>> begin ROWS

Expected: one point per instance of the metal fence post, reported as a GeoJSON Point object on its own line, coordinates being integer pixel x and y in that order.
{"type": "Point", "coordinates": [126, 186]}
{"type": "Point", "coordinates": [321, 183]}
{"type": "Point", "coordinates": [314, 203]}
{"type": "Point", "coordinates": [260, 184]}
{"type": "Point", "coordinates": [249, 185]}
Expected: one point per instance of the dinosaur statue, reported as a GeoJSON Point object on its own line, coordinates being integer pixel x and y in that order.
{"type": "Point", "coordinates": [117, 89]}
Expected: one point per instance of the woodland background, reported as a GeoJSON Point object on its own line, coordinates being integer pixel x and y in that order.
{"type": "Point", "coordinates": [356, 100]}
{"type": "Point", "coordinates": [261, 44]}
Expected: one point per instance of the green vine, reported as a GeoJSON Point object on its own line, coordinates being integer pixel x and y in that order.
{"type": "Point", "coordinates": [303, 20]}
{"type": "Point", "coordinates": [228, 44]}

>> end ROWS

_EXERCISE DETAILS:_
Rewrite every line of the records above as a single numbered list, leaving out any blank lines.

_CORRECT RESPONSE:_
1. Expected: one point per instance of the metal fence post, reported as a GeoJSON Point object on its own line, coordinates being integer pixel x and y in that order.
2. {"type": "Point", "coordinates": [126, 186]}
3. {"type": "Point", "coordinates": [321, 183]}
4. {"type": "Point", "coordinates": [314, 203]}
5. {"type": "Point", "coordinates": [260, 184]}
6. {"type": "Point", "coordinates": [249, 185]}
7. Expected: one point per instance of the dinosaur statue, reported as a GeoJSON Point object on its own line, coordinates being integer pixel x and y in that order.
8. {"type": "Point", "coordinates": [117, 89]}
9. Expected: one point per instance of the woodland background, reported as a GeoJSON Point object on its own line, coordinates being integer pixel x and y in that order.
10. {"type": "Point", "coordinates": [356, 100]}
11. {"type": "Point", "coordinates": [261, 44]}
12. Expected: one point per instance of the green vine, reported as a GeoJSON Point object on its own line, coordinates being integer pixel x and y in that order.
13. {"type": "Point", "coordinates": [303, 20]}
14. {"type": "Point", "coordinates": [228, 44]}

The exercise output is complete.